EXCERPT TO READ =>
──────
Dwight Howard has made it official: After he's done barnstorming in exhibitions across the globe, he'll host a benefit game between current and former Orlando Magic players on Nov. 13 at UCF Arena.
"Get them tickets early," Howard wrote on Twitter.
Current Magic players Chris Duhon and Quentin Richardson told the Orlando Sentinel that they will play in the event.
Howard also has issued invitations to Shaquille O'Neal, Penny Hardaway and Grant Hill, among others, although it's unclear whether any of them will participate. The agents for O'Neal and Hill didn't immediately return messages from the Sentinel.
Howard made his formal announcement on Wednesday after his D12 Foundation finalized an agreement with the company that manages UCF Arena.
The venue can seat 10,000 people for Knights basketball games.
Tickets for the exhibition game will go on sale at 10 a.m. this Friday via Ticketmaster.
According to the D12 Foundation's website, tickets will cost $20 apiece for students for a seat in the students section, $25 for a spot in the upper bowl, $45 in the lower bowl, $65 in the club level and $100 courtside.
Lexie Boone, UCF Arena's general manager, said, "I think it's going to be a great event, and we're certainly looking forward to it."
As the NBA lockout entered its 118th day on Wednesday, league officials, team owners and representatives of the players' union met in New York City.
The meeting lasted approximately 15 hours, with both sides discussing the salary system instead of the split of basketball-related income, and wrapped up early Thursday morning.
"We were able to work through a number of different issues today regarding our system," the union's president, Derek Fisher, said, according to The Associated Press. "We can't say that major progress was made in any way, but some progress was made on system issues. Obviously enough for us to come back."
The two sides are scheduled to meeet again on Thursday.
With the labor dispute dragging on, Howard and some other NBA stars are slated to participate in the World All-Star Classic: a barnstorming tour in which they're scheduled to play a total of six games on four continents.
But there is speculation that the tour will be limited to one stop -- Sunday's game in San Juan, Puerto Rico -- because LeBron James, Carmelo Anthony and Chris Paul reportedly have decided not to participate.
──────
DATA SUPPLIED =>
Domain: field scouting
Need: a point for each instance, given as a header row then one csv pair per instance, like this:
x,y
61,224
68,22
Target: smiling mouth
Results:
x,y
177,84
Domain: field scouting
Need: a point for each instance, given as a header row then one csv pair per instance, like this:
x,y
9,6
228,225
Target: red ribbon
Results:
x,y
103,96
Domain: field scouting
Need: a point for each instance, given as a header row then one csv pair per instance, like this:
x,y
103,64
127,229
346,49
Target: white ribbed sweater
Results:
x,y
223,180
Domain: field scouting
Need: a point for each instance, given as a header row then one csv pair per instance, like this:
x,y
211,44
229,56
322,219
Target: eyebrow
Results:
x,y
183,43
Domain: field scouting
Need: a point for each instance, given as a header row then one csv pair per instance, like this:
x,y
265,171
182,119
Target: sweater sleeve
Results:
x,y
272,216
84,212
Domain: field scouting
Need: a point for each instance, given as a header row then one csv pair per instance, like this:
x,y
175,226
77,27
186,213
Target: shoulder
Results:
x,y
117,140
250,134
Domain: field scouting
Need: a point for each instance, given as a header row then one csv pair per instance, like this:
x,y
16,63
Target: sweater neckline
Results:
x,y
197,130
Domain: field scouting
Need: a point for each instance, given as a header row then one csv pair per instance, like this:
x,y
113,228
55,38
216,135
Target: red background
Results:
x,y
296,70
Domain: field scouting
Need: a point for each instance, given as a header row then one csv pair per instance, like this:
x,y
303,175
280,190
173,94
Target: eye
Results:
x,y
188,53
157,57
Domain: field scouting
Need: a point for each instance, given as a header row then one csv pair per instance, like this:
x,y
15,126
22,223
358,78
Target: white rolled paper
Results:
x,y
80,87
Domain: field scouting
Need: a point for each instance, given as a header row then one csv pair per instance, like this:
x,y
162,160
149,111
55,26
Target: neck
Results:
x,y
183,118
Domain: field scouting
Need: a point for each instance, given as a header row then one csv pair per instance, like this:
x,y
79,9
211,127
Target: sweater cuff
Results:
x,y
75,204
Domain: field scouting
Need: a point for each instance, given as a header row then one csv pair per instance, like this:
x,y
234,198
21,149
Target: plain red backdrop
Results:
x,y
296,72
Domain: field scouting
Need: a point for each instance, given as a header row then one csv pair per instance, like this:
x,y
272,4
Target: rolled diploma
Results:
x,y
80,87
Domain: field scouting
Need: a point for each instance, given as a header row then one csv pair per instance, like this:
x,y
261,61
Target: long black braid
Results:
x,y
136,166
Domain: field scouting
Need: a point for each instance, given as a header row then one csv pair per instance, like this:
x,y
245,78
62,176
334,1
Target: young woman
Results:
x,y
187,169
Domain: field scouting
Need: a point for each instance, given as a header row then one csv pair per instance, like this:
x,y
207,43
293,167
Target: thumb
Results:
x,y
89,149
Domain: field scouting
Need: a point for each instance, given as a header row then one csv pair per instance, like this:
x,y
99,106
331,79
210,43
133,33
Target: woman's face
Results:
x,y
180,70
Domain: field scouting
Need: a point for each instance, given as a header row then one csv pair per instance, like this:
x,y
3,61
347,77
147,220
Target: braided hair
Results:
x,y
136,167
──────
TO DO =>
1. What will a courtside ticket cost for the benefit game, according to the article about Dwight Howard's game at UCF Arena?
2. Please extend the article about Dwight Howard's benefit game at UCF Arena with a few more sentences, picking up right after its final sentence.

YOUR RESPONSES =>
1. $100.

2.
Meanwhile, Magic officials are in a holding pattern.
Stan Van Gundy, his assistant coaches and other members of the team's basketball operations staff spent part of Wednesday afternoon holding a basketball clinic in Orlando for about 45 kids ages 8 through 14.
The Magic were supposed to play their final preseason game -- a matchup at Amway Center against the Detroit Pistons -- on Thursday night.
But the second half of the preseason was canceled on Oct. 4, and the first two weeks of the regular season were wiped out on Oct. 10.
More cancellations could be in the offing if the owners and the players don't reach a deal soon.
The people most adversely impacted could be the approximately 1,000 people -- ushers, security workers, vendors and ticket-takers -- who work inside the arena on Magic game nights. Also hurt are the people who own and work at businesses near the arena.
Because of its lease agreement with the team, the city is guaranteed to receive a total of $2.8 million from the Magic even if no games are played.
Still, the city would miss out on the additional revenue that it typically receives on game nights.
City records obtained by the Sentinel show that, on average, each regular-season game last season generated $33,273 for the city in facility fees through ticket sales.
Each regular-season game also produced, before sales tax and operating expenses were deducted, an average of $25,544 in gross revenue from parking at Geico Garage and $8,559 in gross revenue from parking at the Church Street Garage.